AIM OF THE EXERCISE: Copy every one of the rows below without changing anything, but leave out the pictures.

MATERIAL FOR THE TASK:
* * *
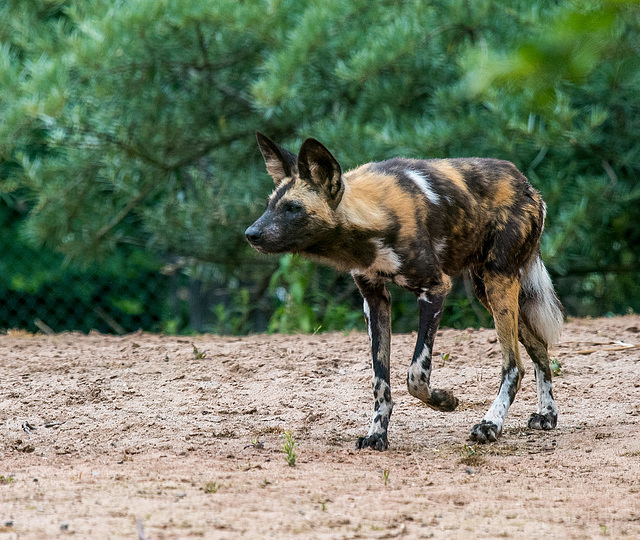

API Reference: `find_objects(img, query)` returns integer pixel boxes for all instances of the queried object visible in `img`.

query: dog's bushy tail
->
[520,253,563,345]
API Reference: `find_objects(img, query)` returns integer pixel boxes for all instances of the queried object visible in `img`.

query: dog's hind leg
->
[407,275,458,411]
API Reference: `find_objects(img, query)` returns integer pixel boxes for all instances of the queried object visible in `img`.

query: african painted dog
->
[245,133,562,450]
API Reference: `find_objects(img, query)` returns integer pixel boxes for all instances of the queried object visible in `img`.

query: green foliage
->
[0,0,640,333]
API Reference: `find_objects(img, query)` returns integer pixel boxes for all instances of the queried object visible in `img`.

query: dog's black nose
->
[244,225,262,244]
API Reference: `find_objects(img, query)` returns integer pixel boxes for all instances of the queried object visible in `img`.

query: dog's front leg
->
[354,276,393,450]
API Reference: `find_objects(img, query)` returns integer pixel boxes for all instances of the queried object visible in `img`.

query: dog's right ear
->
[256,131,298,186]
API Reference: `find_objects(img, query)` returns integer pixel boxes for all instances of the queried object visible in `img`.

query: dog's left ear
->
[298,139,344,210]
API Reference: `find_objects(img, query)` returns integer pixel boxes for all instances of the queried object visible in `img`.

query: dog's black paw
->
[356,433,389,452]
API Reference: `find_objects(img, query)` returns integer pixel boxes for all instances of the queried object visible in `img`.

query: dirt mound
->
[0,316,640,540]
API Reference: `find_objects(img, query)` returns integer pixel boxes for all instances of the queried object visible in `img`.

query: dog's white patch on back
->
[433,236,447,259]
[404,169,440,204]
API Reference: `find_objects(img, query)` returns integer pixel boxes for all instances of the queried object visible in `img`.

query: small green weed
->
[191,343,207,360]
[204,482,222,493]
[460,444,484,466]
[280,430,298,467]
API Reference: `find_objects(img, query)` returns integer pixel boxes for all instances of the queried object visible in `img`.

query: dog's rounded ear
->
[298,139,344,209]
[256,131,298,186]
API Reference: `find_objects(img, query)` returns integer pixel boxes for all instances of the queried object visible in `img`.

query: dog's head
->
[245,133,344,253]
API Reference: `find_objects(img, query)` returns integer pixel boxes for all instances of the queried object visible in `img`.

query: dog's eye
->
[284,201,302,214]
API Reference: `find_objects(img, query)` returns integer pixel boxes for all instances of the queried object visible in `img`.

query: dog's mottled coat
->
[246,133,562,450]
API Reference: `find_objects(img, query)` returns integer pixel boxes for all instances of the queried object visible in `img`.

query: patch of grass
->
[280,430,298,467]
[191,343,207,360]
[204,482,222,493]
[460,444,484,467]
[382,469,389,486]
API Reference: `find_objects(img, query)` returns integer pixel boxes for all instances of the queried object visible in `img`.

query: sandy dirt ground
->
[0,316,640,540]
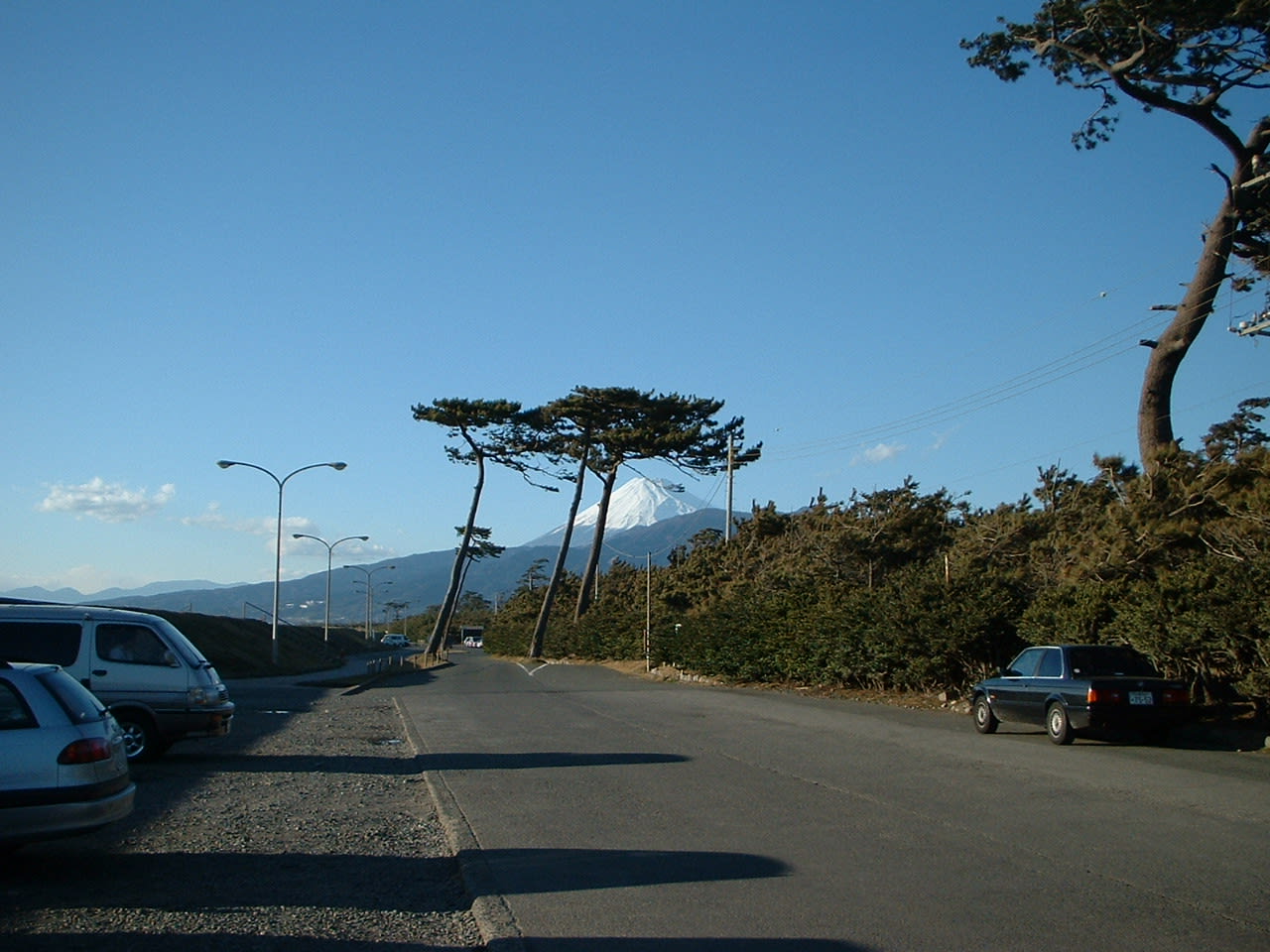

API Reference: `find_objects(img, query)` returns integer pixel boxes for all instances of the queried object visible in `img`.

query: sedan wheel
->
[1045,703,1076,744]
[974,694,1001,734]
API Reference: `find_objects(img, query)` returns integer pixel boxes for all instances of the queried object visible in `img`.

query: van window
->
[96,623,169,665]
[0,621,82,667]
[0,680,36,731]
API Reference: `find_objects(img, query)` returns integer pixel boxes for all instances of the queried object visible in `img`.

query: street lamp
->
[344,565,396,641]
[216,459,348,666]
[291,532,371,641]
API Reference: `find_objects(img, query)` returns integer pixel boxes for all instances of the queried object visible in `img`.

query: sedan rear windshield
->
[1071,645,1160,678]
[40,669,105,724]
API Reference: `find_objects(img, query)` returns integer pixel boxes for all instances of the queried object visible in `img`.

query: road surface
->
[396,652,1270,952]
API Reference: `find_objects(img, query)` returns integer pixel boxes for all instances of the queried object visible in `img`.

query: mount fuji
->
[525,476,708,545]
[0,477,726,625]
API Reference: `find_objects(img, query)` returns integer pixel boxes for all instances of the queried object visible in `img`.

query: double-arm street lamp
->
[216,459,348,666]
[291,532,369,641]
[344,565,396,641]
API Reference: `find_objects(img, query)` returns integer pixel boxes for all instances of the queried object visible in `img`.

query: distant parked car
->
[0,661,136,851]
[970,645,1192,744]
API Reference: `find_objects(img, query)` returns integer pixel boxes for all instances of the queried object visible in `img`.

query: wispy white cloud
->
[851,443,908,466]
[181,503,318,540]
[38,476,177,523]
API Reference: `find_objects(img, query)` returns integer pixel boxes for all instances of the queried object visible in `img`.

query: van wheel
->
[110,711,168,761]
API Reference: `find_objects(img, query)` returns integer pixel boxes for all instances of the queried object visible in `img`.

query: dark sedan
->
[970,645,1192,744]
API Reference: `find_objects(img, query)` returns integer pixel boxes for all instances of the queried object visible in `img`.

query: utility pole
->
[722,434,736,542]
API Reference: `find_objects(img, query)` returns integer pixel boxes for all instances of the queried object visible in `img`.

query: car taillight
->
[58,738,110,765]
[1085,688,1124,704]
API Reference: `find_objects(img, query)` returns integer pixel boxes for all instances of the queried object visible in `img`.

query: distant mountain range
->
[0,477,726,631]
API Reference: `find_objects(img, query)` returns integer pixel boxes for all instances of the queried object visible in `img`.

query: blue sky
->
[0,0,1270,593]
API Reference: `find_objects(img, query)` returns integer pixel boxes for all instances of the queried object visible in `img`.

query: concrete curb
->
[393,698,525,952]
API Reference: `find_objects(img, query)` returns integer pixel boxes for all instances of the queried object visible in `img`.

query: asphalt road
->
[395,652,1270,952]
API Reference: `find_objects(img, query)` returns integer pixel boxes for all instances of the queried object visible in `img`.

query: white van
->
[0,604,234,761]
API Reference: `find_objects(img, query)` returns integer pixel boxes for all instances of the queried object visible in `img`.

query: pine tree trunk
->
[1138,191,1238,471]
[530,449,588,657]
[572,464,620,622]
[425,453,485,654]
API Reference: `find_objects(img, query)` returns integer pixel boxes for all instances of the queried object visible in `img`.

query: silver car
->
[0,661,136,851]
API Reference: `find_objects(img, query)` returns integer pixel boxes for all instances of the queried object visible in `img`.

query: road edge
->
[393,697,525,952]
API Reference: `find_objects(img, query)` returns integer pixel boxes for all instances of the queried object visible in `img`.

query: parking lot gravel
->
[0,689,484,952]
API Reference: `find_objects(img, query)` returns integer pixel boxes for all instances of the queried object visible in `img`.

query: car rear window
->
[0,621,82,667]
[1071,645,1160,678]
[40,670,105,724]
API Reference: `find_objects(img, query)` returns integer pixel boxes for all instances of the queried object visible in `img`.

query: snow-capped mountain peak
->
[530,476,707,544]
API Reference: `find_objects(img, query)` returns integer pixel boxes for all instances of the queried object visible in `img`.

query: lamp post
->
[344,565,396,641]
[291,532,371,641]
[216,459,348,666]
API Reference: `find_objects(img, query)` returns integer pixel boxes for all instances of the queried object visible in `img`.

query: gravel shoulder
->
[0,689,485,952]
* * *
COMPLETE OUTPUT:
API Reference: `find_objects(img, query)` returns integer pixel boxes for all instances of the queried object visible in `img`.

query: dog's bushy tail
->
[520,253,563,345]
API Reference: `find_objects(img, query)` returns integer pixel boxes for all instances of the queried object visible in `img`.

query: dog's hind leg
->
[407,275,458,411]
API Reference: `find_objects(img, query)` returns integer pixel boxes for all instances of the queried object visible in `img`.

query: african painted dog
->
[245,133,562,450]
API Reference: `find_objects(img, query)` returns integer pixel boxes for all instances of the queried object visible in `img`.

query: green foliage
->
[0,0,640,333]
API Reference: `find_objects(img, query)` returns integer pixel boxes for all instances of the queried object visible in `img`.

query: dog's black nose
->
[244,225,262,244]
API Reference: `find_objects(img, query)` returns integer pixel boxes for all instances of the queried object visible in `img`.

query: dog's front leg
->
[354,276,393,450]
API Reference: `find_objects(img, query)` returns integer pixel boxes for all instances of the queried object visible in `img`.

query: dog's right ear
->
[256,131,298,186]
API Reference: `find_objects(img, query)` returns integer pixel boxes for all instances of the queried object visible in `img`.

query: dog's left ear
->
[298,139,344,210]
API Reference: `find_objects(img, query)` returns integer pixel boxes for all instances of the queried object visible in `img`.

query: dog's black paw
->
[356,433,389,452]
API Reference: `find_objects(img, query)` returns integer pixel boxes for all instances of the queried object visible in `img`.

query: dirt mound
->
[0,316,640,540]
API Reference: `find_objects(img, query)` returns integer pixel boxes for all instances of the queried object visible in `img`.

query: dog's white patch on back
->
[433,236,447,259]
[404,169,440,204]
API Reference: `find_objects(img, query)` returns integer pixel boxes for all instances of the queried object visible in `img`.

query: small green weed
->
[191,343,207,360]
[204,482,222,493]
[460,444,484,466]
[280,430,298,467]
API Reference: `find_objects(img, query)` returns integer pixel boxes for all instances of the queried object visible in `img`.

query: dog's rounded ear
->
[298,139,344,209]
[256,131,298,186]
API Reference: `find_objects(img, query)` returns integer pixel boxes for all instances of the queried object visible in `img`.

query: dog's head
->
[245,133,344,253]
API Reference: `find_objects(img, query)` returns integer pixel boxes for all instances of the queried object visible in `img`.

query: dog's eye
->
[284,201,302,214]
API Reference: `find_objects(img, query)` returns integer pixel boxes for all instances of the queried object visible in `img`.

query: dog's mottled coat
->
[246,133,562,450]
API Reference: `find_objects(img, query)` returns integer pixel boxes for all instances of the queried object visible in `img`.

query: patch of grass
->
[280,430,298,467]
[191,343,207,360]
[204,482,222,493]
[460,444,484,467]
[382,469,389,486]
API Reference: `find_objects(img, query)` returns integer pixel boxes for all instances of the queried object visible in `img`.

query: sandy dirt ground
->
[0,316,640,540]

API Reference: `find_objects(img, query)` returns integer pixel boxes for all instances of the queried object visible in `img`.

query: sedan wheel
->
[1045,703,1076,744]
[974,694,1001,734]
API Reference: `find_objects(img, query)` returns integer pixel boxes for all instances of the queried object visible in `img`.

query: van window
->
[96,623,169,665]
[0,621,82,667]
[0,680,36,731]
API Reference: `find_objects(img, query)` returns integer pixel boxes for all instances of the queried object visible in `img`.

query: street lamp
->
[344,565,396,641]
[216,459,348,666]
[291,532,371,641]
API Reference: `find_objects(img, query)` returns integer pixel boxes for all instances of the queried object visible in `img`.

query: sedan rear windshield
->
[1071,645,1160,678]
[40,669,105,724]
API Reference: `find_objects(img, query)` returns integer pixel boxes for all instances of the queried object visible in `img`.

query: road surface
->
[396,652,1270,952]
API Reference: `find_objects(img, query)` returns integer pixel boxes for all instances of the queried object visible in `img`.

query: mount fuji
->
[525,476,708,545]
[0,477,726,625]
API Reference: `find_objects(img, query)` returns integer pixel boxes for all instances of the queried object visible in `img`.

query: double-arm street lamp
->
[216,459,348,666]
[291,532,369,641]
[344,565,396,641]
API Reference: `find_objects(img, query)` returns integer pixel boxes for all instances of the queried object visible in `img`.

query: distant parked car
->
[0,661,136,851]
[970,645,1192,744]
API Reference: `find_objects(img, query)` returns integer pixel boxes for all instances of the queried object visible in `img`.

query: wispy white cloud
->
[851,443,908,466]
[181,503,318,540]
[38,476,177,523]
API Reference: `find_objects(img, query)` returns integer pixel boxes for all instances of the queried object visible in `img`.

query: van wheel
->
[110,711,168,761]
API Reference: `find_objects(img, query)` returns integer pixel boxes for all instances of the queried object visible in `img`.

query: dark sedan
->
[970,645,1192,744]
API Reference: `find_objects(img, query)` returns integer pixel boxes for all instances of the queried object visible in `img`.

query: utility pole
->
[722,434,736,542]
API Reference: `find_objects(img, query)` returns integer pixel boxes for all instances of the queried object visible in `img`.

query: car taillight
->
[58,738,110,765]
[1085,688,1124,704]
API Reference: `find_objects(img, query)` returns integer pixel boxes for all instances of the queried object visible in `img`.

query: distant mountain range
->
[0,477,726,631]
API Reference: `find_objects(img, query)` returns integer pixel boxes for all instances of the queried object visible in `img`.

query: blue sky
->
[0,0,1270,593]
API Reference: `find_objects(img, query)` returns integer pixel boxes for all instances of the queried object visible in `img`.

query: concrete curb
->
[393,698,525,952]
API Reference: `find_objects(img, query)` returns integer pixel boxes for all instances of the queried object visible in `img`.

query: asphalt road
->
[395,652,1270,952]
API Reference: `find_objects(img, query)` returns integer pixel boxes for all instances of the queried object visible in `img`.

query: white van
->
[0,604,234,761]
API Reference: `find_objects(img, query)` returns integer pixel boxes for all instances of the queried object visible in `img`.

query: pine tree trunk
->
[1138,191,1238,471]
[530,449,588,657]
[572,464,620,622]
[425,453,485,654]
API Reference: `find_objects(img, query)` returns integer pixel boxes for all instances of the queried object visible in `img`.

query: silver car
->
[0,661,136,851]
API Reference: `find_objects(img, query)` returns integer pixel boxes for all instances of the queried object visible in `img`.

query: road edge
->
[393,697,525,952]
API Reference: `find_objects(img, query)` returns integer pixel boxes for all instances of the queried object visible in `img`.

query: parking lot gravel
->
[0,689,484,952]
API Reference: `find_objects(img, query)` returns integer pixel boxes for all instances of the queried object visible in `img`.

query: car rear window
->
[0,621,82,667]
[1071,645,1160,678]
[40,670,105,724]
API Reference: `find_objects(img, query)` returns integer pixel boxes for all instances of the queried object visible in `img`.

query: snow-capped mountain peak
->
[530,476,707,544]
API Reference: `find_objects(img, query)` returns integer pixel boxes for all instances of the queried object visible in `img`.

query: lamp post
->
[344,565,396,641]
[291,532,371,641]
[216,459,348,666]
API Reference: `find_objects(img, query)` returns integer pixel boxes for all instances of the queried object visible in `img`.

query: gravel shoulder
->
[0,689,485,952]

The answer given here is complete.